**Available data:**
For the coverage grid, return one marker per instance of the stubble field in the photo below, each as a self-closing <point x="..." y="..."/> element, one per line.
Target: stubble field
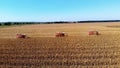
<point x="77" y="50"/>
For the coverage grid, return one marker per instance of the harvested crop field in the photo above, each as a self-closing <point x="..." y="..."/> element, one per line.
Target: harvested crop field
<point x="44" y="50"/>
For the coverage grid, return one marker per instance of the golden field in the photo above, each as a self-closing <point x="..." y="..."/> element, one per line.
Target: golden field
<point x="44" y="50"/>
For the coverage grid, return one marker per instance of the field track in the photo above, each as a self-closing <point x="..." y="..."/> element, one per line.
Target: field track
<point x="44" y="50"/>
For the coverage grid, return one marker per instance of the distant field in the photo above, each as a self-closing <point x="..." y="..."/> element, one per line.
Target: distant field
<point x="44" y="50"/>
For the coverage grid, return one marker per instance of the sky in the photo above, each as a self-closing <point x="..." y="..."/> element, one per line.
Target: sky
<point x="58" y="10"/>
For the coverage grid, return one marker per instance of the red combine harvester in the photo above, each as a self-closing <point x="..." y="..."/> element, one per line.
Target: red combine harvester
<point x="60" y="34"/>
<point x="21" y="36"/>
<point x="94" y="33"/>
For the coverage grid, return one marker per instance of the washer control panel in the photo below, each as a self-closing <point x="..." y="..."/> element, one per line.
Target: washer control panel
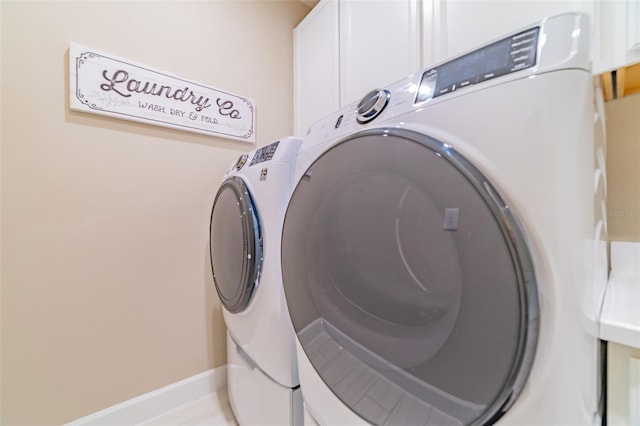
<point x="512" y="54"/>
<point x="372" y="105"/>
<point x="265" y="153"/>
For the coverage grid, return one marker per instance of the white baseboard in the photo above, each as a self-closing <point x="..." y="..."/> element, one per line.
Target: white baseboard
<point x="159" y="401"/>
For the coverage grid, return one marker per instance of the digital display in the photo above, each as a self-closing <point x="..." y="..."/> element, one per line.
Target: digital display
<point x="502" y="57"/>
<point x="264" y="154"/>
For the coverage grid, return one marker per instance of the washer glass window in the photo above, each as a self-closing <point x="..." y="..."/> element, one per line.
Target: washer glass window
<point x="236" y="245"/>
<point x="408" y="282"/>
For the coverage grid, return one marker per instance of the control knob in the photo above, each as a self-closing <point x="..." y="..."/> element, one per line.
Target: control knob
<point x="372" y="105"/>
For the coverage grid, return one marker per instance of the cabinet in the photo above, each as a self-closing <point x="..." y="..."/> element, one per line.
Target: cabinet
<point x="316" y="74"/>
<point x="620" y="38"/>
<point x="345" y="48"/>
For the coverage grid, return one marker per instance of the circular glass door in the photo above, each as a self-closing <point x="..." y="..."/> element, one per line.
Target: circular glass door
<point x="235" y="245"/>
<point x="409" y="282"/>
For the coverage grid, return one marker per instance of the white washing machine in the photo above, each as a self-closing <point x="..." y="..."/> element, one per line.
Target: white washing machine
<point x="246" y="224"/>
<point x="433" y="250"/>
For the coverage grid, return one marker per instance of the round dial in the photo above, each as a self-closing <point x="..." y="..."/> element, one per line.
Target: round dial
<point x="372" y="105"/>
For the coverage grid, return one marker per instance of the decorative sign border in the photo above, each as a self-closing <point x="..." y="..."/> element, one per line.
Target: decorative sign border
<point x="106" y="85"/>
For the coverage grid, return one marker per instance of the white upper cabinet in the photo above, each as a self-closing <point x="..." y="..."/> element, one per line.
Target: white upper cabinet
<point x="345" y="48"/>
<point x="620" y="38"/>
<point x="316" y="66"/>
<point x="380" y="44"/>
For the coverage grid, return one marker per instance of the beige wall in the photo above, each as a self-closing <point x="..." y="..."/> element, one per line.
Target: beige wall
<point x="106" y="285"/>
<point x="623" y="168"/>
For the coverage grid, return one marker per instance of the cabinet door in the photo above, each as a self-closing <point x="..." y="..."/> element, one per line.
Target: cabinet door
<point x="316" y="66"/>
<point x="620" y="35"/>
<point x="471" y="23"/>
<point x="380" y="44"/>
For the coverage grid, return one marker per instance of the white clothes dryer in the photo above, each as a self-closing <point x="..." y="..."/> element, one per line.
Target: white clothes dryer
<point x="433" y="250"/>
<point x="245" y="230"/>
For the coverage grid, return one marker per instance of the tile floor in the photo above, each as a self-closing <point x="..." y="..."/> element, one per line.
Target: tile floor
<point x="212" y="409"/>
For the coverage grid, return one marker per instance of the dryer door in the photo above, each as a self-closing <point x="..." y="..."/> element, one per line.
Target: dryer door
<point x="409" y="283"/>
<point x="235" y="244"/>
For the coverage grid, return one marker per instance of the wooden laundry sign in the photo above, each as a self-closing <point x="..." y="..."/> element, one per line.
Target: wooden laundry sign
<point x="106" y="85"/>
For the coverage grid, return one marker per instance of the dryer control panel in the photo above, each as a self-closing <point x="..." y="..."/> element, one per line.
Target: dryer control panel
<point x="512" y="54"/>
<point x="265" y="153"/>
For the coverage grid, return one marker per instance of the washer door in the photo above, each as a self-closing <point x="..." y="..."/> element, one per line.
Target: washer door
<point x="408" y="282"/>
<point x="235" y="244"/>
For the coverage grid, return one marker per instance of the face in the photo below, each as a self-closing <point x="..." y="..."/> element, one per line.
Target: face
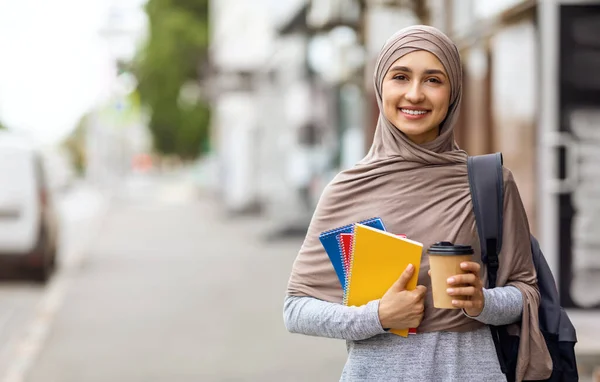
<point x="416" y="95"/>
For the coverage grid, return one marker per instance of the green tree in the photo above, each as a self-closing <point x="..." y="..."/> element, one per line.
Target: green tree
<point x="176" y="47"/>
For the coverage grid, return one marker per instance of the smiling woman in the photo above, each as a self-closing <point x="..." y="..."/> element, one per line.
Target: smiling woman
<point x="416" y="95"/>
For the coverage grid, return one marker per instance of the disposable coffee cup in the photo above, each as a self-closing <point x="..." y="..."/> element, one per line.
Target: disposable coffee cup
<point x="444" y="262"/>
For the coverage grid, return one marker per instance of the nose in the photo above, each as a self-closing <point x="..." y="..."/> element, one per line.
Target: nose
<point x="415" y="93"/>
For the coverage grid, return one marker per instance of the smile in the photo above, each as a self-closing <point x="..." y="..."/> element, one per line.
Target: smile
<point x="414" y="112"/>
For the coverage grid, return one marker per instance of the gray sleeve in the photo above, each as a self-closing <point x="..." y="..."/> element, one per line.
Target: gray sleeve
<point x="502" y="306"/>
<point x="314" y="317"/>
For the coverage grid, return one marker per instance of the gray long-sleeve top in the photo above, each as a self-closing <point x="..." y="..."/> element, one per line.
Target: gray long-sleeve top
<point x="376" y="355"/>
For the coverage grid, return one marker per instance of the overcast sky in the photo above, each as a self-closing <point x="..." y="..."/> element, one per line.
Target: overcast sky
<point x="54" y="65"/>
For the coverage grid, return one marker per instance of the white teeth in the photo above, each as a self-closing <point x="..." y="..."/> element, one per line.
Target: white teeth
<point x="413" y="112"/>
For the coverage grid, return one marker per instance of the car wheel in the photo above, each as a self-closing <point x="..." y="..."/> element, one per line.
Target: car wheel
<point x="44" y="266"/>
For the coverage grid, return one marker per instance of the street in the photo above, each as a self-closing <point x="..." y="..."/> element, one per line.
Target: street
<point x="166" y="289"/>
<point x="157" y="284"/>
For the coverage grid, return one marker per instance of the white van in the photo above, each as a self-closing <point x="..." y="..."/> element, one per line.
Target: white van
<point x="28" y="223"/>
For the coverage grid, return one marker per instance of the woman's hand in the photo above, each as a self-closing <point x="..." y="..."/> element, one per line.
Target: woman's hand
<point x="400" y="308"/>
<point x="470" y="286"/>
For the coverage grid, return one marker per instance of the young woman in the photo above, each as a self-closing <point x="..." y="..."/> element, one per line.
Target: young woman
<point x="415" y="178"/>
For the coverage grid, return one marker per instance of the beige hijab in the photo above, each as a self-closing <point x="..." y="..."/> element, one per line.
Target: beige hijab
<point x="423" y="191"/>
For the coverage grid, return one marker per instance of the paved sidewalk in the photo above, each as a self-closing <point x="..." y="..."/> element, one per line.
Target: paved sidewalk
<point x="173" y="291"/>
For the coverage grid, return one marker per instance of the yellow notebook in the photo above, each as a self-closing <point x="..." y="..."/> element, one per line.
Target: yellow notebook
<point x="378" y="259"/>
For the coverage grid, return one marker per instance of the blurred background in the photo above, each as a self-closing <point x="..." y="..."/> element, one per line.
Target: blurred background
<point x="160" y="161"/>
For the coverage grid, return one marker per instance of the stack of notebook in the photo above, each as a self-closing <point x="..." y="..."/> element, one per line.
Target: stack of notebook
<point x="368" y="260"/>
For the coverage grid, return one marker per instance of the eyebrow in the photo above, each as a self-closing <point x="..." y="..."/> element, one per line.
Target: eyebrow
<point x="409" y="70"/>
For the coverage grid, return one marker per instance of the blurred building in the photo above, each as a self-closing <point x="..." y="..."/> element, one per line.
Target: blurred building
<point x="295" y="104"/>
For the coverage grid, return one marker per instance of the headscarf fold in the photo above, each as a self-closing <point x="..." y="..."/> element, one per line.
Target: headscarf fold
<point x="423" y="191"/>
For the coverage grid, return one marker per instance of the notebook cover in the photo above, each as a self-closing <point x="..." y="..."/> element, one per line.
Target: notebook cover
<point x="345" y="240"/>
<point x="346" y="245"/>
<point x="329" y="240"/>
<point x="378" y="259"/>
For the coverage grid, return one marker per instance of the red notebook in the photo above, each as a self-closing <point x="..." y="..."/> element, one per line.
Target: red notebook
<point x="346" y="246"/>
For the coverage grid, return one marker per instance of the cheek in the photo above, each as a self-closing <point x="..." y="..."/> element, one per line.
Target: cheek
<point x="442" y="101"/>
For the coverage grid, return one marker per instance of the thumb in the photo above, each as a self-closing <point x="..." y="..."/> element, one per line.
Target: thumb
<point x="400" y="284"/>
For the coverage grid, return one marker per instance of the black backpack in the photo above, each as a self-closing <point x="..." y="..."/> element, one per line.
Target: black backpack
<point x="487" y="193"/>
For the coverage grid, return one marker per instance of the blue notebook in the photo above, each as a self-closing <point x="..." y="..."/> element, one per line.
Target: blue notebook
<point x="330" y="242"/>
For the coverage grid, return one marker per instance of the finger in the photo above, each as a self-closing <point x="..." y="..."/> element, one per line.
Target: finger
<point x="466" y="279"/>
<point x="420" y="291"/>
<point x="470" y="266"/>
<point x="404" y="278"/>
<point x="464" y="291"/>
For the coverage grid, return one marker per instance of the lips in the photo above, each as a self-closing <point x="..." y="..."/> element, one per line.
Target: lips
<point x="414" y="114"/>
<point x="414" y="111"/>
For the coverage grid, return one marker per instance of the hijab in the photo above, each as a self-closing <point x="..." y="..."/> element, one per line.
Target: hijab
<point x="423" y="191"/>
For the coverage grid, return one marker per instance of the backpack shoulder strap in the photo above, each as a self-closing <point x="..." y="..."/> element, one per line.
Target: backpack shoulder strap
<point x="487" y="193"/>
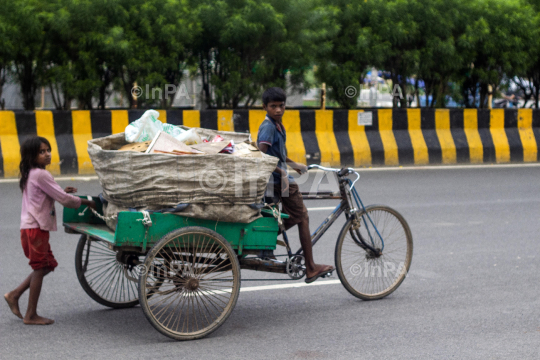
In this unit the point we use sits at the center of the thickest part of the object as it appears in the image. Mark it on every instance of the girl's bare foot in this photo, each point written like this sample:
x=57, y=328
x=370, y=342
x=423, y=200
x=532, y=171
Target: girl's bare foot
x=13, y=304
x=37, y=320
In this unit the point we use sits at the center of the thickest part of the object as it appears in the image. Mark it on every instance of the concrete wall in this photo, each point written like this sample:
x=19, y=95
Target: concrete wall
x=332, y=137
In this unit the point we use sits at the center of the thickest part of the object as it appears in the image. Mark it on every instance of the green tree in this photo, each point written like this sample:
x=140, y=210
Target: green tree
x=159, y=36
x=248, y=45
x=25, y=22
x=499, y=39
x=342, y=65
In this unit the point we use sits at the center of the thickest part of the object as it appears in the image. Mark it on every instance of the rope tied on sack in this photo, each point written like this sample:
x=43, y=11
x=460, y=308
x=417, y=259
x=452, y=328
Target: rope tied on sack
x=276, y=212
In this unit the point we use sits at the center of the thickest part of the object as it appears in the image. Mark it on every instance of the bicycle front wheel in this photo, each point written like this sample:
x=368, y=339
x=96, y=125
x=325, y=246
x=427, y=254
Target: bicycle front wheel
x=368, y=275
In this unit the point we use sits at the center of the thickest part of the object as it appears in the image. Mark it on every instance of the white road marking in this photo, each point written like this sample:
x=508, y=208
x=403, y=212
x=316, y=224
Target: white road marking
x=448, y=167
x=288, y=286
x=389, y=168
x=322, y=208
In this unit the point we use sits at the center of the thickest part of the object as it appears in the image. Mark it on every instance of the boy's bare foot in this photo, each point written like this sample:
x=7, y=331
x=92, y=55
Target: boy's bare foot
x=13, y=304
x=37, y=320
x=320, y=270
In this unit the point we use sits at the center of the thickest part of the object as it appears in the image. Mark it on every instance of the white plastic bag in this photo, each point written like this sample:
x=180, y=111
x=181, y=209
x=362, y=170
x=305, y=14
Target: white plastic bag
x=190, y=137
x=148, y=126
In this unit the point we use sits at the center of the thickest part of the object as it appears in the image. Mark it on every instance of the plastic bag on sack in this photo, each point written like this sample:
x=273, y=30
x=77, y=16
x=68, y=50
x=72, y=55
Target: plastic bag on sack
x=148, y=126
x=190, y=137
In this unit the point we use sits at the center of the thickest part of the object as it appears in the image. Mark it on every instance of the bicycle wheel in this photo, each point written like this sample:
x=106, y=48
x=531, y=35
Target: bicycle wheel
x=364, y=274
x=103, y=277
x=200, y=283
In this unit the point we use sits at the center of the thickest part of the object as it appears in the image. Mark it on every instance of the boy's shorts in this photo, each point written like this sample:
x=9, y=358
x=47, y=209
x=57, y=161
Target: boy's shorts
x=36, y=247
x=292, y=205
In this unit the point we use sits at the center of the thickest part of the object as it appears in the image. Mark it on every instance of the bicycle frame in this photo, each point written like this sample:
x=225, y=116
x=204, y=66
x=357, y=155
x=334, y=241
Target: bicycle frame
x=348, y=196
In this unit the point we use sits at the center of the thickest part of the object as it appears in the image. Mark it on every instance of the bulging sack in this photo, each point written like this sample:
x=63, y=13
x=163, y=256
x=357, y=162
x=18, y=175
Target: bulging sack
x=210, y=183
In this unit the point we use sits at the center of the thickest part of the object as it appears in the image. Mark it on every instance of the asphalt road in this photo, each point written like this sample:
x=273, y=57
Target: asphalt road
x=472, y=292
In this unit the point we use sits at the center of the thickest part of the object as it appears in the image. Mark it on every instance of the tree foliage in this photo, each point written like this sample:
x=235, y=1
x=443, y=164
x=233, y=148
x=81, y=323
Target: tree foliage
x=83, y=50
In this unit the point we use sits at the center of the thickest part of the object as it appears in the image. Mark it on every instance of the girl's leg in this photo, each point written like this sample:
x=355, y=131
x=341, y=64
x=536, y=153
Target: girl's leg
x=12, y=297
x=31, y=317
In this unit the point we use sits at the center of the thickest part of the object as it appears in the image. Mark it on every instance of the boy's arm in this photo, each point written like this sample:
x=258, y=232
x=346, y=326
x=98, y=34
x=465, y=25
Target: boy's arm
x=300, y=168
x=284, y=176
x=264, y=148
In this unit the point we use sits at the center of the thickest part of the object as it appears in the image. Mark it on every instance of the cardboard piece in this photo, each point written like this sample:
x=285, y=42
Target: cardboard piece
x=139, y=147
x=166, y=144
x=211, y=148
x=246, y=149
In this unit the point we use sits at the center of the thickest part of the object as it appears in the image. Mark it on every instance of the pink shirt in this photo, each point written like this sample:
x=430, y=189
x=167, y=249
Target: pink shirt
x=38, y=201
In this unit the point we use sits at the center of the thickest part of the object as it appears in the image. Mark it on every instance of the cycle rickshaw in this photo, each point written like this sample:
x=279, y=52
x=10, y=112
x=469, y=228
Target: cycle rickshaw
x=185, y=272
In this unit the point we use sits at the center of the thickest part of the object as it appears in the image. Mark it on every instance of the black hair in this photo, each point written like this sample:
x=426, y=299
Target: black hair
x=274, y=94
x=29, y=152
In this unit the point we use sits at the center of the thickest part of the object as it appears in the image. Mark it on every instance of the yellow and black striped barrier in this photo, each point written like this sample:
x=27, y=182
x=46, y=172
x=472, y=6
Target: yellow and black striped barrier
x=332, y=137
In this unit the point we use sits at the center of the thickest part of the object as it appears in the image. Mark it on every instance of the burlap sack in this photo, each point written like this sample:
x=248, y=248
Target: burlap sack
x=219, y=187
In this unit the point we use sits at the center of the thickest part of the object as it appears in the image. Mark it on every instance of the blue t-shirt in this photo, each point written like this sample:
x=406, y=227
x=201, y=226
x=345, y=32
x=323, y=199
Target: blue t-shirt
x=274, y=135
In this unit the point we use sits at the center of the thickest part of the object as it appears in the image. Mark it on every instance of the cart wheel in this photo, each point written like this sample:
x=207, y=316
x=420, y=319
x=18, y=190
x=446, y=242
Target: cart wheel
x=103, y=277
x=199, y=277
x=371, y=276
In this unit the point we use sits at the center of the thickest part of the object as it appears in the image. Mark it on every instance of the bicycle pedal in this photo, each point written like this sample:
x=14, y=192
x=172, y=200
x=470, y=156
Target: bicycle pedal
x=328, y=274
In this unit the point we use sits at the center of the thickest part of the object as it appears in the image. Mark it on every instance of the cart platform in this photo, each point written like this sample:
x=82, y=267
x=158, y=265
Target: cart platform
x=260, y=234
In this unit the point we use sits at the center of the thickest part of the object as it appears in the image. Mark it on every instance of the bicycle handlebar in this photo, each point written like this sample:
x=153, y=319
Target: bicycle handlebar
x=340, y=172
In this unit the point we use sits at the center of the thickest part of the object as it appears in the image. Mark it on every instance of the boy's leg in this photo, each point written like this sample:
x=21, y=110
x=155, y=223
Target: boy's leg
x=12, y=297
x=294, y=206
x=312, y=269
x=31, y=317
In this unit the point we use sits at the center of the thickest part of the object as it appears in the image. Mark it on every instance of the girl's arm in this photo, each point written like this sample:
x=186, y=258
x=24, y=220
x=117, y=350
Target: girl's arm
x=50, y=187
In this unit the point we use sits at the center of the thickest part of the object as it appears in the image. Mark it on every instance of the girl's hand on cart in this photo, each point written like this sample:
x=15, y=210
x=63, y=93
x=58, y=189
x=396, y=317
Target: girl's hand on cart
x=300, y=168
x=90, y=203
x=284, y=184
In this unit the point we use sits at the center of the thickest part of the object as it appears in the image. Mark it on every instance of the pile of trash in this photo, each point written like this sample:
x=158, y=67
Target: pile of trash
x=219, y=175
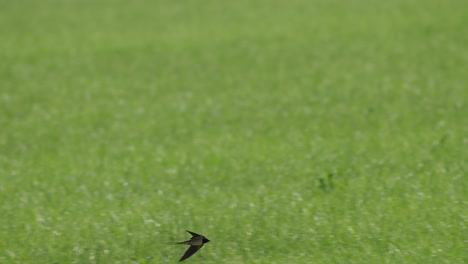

**Problem description:**
When you reach the line containing "Target: overcast sky" in the data above, start copying exactly, and stop after the line containing "of the paved".

**Exercise answer:**
Target: overcast sky
<point x="54" y="65"/>
For the coverage grid, return one marker per instance of the white teeth in the photo above, each as a self-closing <point x="..." y="..."/> element, one per line.
Target: white teeth
<point x="413" y="112"/>
For the coverage grid, return one marker per instance of the car wheel in the photo above, each as a self-closing <point x="..." y="..."/> element, one per line.
Target: car wheel
<point x="44" y="266"/>
For the coverage grid, return one marker per instance of the street in the photo above, each as a self-closing <point x="..." y="..."/> element, one per line.
Target: street
<point x="166" y="289"/>
<point x="157" y="284"/>
For the coverage grid, return one marker per instance of the white van in the photo above, each as a self-closing <point x="..." y="..."/> element, one per line.
Target: white van
<point x="28" y="223"/>
For the coverage grid, return one marker per instance of the woman's hand in the photo above, each as a self-closing <point x="..." y="..."/> element, one per line.
Target: woman's hand
<point x="400" y="308"/>
<point x="470" y="286"/>
For the coverage grid, return one marker per instance of the young woman in the photo above, each as a self-closing <point x="..." y="..."/> element, one per line.
Target: young woman
<point x="415" y="178"/>
For the coverage grid, return one marker per instance of the beige hijab in the photo above, each as a self-closing <point x="..." y="..."/> element, one per line.
Target: beige hijab
<point x="423" y="191"/>
For the coverage grid, return one marker per instance of the paved sidewalk in the photo above, each as a self-closing <point x="..." y="..."/> element, one per line.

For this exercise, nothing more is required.